▶ [Your assignment]: Take from the listing each line that has the string "distant".

▶ [Records for this task]:
Content starts

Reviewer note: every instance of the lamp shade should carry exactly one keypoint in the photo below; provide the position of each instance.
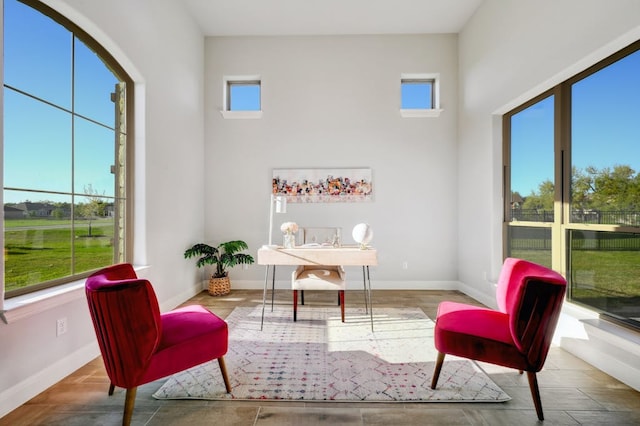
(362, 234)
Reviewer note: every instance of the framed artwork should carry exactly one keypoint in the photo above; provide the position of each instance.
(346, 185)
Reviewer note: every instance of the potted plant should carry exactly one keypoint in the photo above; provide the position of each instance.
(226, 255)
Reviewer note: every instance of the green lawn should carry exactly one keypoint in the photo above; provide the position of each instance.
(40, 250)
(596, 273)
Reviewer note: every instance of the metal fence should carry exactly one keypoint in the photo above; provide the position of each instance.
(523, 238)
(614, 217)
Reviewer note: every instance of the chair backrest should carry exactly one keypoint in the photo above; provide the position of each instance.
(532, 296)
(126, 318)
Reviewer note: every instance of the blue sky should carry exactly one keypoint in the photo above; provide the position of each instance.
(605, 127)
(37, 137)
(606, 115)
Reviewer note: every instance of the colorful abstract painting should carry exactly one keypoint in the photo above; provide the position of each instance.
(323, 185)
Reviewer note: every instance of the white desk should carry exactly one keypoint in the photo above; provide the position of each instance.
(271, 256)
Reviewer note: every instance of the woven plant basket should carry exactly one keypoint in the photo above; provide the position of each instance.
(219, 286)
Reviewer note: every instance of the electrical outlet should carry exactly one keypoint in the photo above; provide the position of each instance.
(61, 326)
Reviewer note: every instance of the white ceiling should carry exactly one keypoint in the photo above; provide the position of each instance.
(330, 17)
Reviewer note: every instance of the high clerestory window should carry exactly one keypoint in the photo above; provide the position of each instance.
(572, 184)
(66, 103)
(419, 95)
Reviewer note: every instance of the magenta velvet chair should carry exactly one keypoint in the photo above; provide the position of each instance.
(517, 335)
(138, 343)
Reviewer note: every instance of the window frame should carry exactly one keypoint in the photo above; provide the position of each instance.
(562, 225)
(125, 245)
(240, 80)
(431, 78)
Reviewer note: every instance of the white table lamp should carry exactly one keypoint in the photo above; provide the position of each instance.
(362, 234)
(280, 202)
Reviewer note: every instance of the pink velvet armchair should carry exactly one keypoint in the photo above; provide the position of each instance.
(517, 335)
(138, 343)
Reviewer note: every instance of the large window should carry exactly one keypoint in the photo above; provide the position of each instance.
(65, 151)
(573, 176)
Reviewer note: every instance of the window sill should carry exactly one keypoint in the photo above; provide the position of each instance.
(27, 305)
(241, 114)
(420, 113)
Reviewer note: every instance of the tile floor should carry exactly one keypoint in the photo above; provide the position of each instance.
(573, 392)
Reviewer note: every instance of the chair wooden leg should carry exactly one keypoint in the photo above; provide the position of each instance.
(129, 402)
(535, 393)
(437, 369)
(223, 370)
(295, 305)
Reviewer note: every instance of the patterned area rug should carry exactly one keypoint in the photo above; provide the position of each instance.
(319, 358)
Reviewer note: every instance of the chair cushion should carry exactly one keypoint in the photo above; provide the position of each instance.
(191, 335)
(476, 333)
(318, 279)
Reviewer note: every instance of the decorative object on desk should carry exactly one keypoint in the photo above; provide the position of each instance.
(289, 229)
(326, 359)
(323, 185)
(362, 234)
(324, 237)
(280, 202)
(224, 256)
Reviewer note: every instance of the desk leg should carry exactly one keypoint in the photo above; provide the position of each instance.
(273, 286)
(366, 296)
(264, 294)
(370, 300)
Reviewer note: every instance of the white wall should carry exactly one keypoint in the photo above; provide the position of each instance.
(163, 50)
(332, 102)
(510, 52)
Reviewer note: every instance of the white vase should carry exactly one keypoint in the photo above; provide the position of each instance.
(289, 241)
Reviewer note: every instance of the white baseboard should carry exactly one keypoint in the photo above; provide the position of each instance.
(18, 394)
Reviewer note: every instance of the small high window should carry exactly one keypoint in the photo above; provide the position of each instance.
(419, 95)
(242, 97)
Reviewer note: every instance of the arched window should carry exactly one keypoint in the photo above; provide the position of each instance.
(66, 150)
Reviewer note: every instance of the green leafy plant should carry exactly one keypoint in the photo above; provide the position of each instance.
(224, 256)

Content ends
Content starts

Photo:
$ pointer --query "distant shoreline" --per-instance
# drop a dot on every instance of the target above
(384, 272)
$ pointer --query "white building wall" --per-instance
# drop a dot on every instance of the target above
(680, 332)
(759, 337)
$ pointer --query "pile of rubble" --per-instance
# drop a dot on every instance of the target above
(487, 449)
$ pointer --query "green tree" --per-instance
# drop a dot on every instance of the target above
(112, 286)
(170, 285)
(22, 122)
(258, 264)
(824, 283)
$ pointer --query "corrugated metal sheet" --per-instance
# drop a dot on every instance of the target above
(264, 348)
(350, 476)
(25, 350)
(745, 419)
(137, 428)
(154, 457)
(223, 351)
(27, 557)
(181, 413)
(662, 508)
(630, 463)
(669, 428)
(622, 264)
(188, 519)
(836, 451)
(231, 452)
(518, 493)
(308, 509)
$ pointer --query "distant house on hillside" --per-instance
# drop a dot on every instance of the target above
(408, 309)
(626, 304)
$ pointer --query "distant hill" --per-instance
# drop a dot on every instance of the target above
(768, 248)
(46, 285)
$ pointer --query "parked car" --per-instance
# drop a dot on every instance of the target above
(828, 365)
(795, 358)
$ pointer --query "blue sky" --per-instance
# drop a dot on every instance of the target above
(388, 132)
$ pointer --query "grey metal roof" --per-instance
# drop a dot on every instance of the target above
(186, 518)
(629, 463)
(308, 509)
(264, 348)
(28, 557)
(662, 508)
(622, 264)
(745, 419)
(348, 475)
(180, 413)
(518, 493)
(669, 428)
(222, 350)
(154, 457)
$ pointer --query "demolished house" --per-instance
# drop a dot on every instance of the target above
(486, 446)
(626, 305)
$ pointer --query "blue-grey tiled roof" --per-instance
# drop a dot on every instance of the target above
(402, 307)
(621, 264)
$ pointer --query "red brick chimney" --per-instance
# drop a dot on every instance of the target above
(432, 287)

Content ends
Content starts

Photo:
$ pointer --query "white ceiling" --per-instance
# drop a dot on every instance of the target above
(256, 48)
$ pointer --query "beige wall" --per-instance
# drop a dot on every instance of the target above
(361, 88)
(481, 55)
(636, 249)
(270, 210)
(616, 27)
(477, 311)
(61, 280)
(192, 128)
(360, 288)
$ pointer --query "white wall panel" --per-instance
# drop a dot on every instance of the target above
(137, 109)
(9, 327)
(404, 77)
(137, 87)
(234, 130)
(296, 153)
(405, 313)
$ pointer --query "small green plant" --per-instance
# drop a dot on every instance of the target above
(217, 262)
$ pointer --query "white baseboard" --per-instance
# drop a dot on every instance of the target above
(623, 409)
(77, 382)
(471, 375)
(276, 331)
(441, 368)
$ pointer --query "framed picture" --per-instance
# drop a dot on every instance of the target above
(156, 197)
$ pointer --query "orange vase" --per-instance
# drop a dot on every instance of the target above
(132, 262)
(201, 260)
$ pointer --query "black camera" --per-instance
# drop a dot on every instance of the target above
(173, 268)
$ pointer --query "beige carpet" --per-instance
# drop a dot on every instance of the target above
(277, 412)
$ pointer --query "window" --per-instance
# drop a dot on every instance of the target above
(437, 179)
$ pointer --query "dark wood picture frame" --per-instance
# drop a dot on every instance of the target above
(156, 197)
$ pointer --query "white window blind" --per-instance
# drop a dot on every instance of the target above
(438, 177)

Content ends

▶ [Reply]:
$ pointer --query "distant shoreline" --per-instance
$ pointer --query "distant house on hillside" --per-instance
$ pointer --query "distant hill" --per-instance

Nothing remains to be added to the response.